- [Instruction]: Copy each of the following rows word for word.

- [Stored rows]:

——

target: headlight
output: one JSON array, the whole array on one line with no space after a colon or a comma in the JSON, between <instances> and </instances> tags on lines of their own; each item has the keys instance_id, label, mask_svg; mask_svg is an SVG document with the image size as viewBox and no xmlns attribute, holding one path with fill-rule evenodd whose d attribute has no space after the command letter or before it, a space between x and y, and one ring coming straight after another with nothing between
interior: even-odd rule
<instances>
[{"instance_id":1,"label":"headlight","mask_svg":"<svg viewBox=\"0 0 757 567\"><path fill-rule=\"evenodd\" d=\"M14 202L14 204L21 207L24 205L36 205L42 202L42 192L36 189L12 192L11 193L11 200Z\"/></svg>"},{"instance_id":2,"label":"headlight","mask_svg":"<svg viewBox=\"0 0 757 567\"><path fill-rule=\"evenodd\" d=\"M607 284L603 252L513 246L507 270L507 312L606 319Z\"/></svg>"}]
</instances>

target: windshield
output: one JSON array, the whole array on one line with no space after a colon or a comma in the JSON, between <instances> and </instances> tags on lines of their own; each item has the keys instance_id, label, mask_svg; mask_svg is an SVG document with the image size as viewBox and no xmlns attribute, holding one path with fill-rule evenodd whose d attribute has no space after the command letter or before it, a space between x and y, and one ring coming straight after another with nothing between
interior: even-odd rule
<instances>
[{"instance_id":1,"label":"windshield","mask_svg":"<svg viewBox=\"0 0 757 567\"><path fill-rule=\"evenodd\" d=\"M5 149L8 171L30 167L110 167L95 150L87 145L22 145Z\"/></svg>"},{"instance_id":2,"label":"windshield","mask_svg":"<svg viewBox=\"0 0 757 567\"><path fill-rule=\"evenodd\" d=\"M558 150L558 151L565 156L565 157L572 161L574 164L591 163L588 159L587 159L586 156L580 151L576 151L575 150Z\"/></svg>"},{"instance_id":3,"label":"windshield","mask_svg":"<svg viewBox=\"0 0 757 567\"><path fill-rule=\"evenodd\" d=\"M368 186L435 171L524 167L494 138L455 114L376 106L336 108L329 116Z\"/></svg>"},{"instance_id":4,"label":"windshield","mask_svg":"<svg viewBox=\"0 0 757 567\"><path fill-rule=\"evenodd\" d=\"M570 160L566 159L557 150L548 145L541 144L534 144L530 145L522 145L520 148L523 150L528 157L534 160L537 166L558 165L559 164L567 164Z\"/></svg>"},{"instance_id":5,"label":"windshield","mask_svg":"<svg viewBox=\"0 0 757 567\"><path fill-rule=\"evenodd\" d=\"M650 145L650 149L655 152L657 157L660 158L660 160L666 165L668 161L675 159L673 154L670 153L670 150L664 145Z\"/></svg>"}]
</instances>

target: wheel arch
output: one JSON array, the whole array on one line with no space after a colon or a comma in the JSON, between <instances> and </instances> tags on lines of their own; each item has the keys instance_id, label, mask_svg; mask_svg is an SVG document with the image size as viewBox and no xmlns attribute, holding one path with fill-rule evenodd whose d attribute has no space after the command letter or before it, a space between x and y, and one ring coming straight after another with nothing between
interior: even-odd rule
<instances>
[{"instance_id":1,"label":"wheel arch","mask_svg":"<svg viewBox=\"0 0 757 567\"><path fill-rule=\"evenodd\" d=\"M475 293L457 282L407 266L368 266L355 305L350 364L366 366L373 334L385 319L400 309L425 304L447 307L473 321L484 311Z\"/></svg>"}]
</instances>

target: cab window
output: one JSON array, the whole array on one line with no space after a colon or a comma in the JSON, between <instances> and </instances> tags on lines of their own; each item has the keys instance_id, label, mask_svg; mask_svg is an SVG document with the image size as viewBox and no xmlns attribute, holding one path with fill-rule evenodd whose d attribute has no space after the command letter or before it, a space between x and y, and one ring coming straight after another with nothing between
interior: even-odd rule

——

- [Result for this task]:
target: headlight
output: one JSON array, the whole array on one line with no space after a colon or a comma in the JSON, between <instances> and </instances> tags on lines of their own; each item has the keys instance_id, label, mask_svg; mask_svg is an SVG document with the image size as viewBox and no xmlns attribute, holding one path with fill-rule evenodd whose d attribute has no space after the command letter or before it, a space between x and y, and one ring coming straight after another with nothing between
interior: even-odd rule
<instances>
[{"instance_id":1,"label":"headlight","mask_svg":"<svg viewBox=\"0 0 757 567\"><path fill-rule=\"evenodd\" d=\"M14 202L14 204L21 207L24 205L36 205L42 202L42 192L36 189L12 192L11 193L11 200Z\"/></svg>"},{"instance_id":2,"label":"headlight","mask_svg":"<svg viewBox=\"0 0 757 567\"><path fill-rule=\"evenodd\" d=\"M607 284L603 252L513 246L507 270L507 312L606 319Z\"/></svg>"}]
</instances>

target: windshield
output: one JSON array, the whole array on one line with no space after a colon or a comma in the JSON, between <instances> and </instances> tags on lines of their own; each item has the keys instance_id, label, mask_svg; mask_svg is an SVG document with the image size as viewBox and no xmlns attribute, holding one path with fill-rule evenodd whose d attribute has no space after the command letter or before it, a space between x and y, and one ring coming straight after another with nothing between
interior: even-odd rule
<instances>
[{"instance_id":1,"label":"windshield","mask_svg":"<svg viewBox=\"0 0 757 567\"><path fill-rule=\"evenodd\" d=\"M5 149L8 171L30 167L110 167L95 150L87 145L22 145Z\"/></svg>"},{"instance_id":2,"label":"windshield","mask_svg":"<svg viewBox=\"0 0 757 567\"><path fill-rule=\"evenodd\" d=\"M558 150L558 151L565 156L565 157L572 161L574 164L591 163L588 159L587 159L586 156L580 151L576 151L575 150Z\"/></svg>"},{"instance_id":3,"label":"windshield","mask_svg":"<svg viewBox=\"0 0 757 567\"><path fill-rule=\"evenodd\" d=\"M368 186L435 171L524 167L494 138L455 114L376 106L336 108L329 116Z\"/></svg>"},{"instance_id":4,"label":"windshield","mask_svg":"<svg viewBox=\"0 0 757 567\"><path fill-rule=\"evenodd\" d=\"M570 160L566 159L557 150L548 145L541 144L534 144L530 145L522 145L520 148L523 150L528 157L534 160L537 166L558 165L559 164L567 164Z\"/></svg>"},{"instance_id":5,"label":"windshield","mask_svg":"<svg viewBox=\"0 0 757 567\"><path fill-rule=\"evenodd\" d=\"M650 145L650 149L655 152L657 157L660 158L660 160L666 165L668 161L675 159L673 154L670 153L670 150L664 145Z\"/></svg>"}]
</instances>

target: wheel arch
output: one JSON array, the whole array on one line with no space after a colon or a comma in the JSON, between <instances> and </instances> tags on lines of their own; each item has the keys instance_id, label, mask_svg; mask_svg is an SVG document with the image size as viewBox and no xmlns attribute, holding one path with fill-rule evenodd whose d attribute has no space after the command letter or before it, a space between x and y, and one ring coming straight after another with nothing between
interior: even-odd rule
<instances>
[{"instance_id":1,"label":"wheel arch","mask_svg":"<svg viewBox=\"0 0 757 567\"><path fill-rule=\"evenodd\" d=\"M475 293L457 282L407 266L368 266L355 305L350 364L366 366L373 334L385 319L400 309L425 304L447 307L473 321L484 311Z\"/></svg>"}]
</instances>

target: cab window
output: one JSON array, the whole array on one line with no space after a colon or a comma in the JSON, between <instances> and </instances> tags on lines of their own; each item has the keys instance_id, label, mask_svg; mask_svg is an SVG document with the image size as viewBox and no xmlns attribute, holding one path with fill-rule evenodd whose d attribute has no space after the command letter or before it, a space between x and y, and one ring coming straight after another with nothing between
interior: even-odd rule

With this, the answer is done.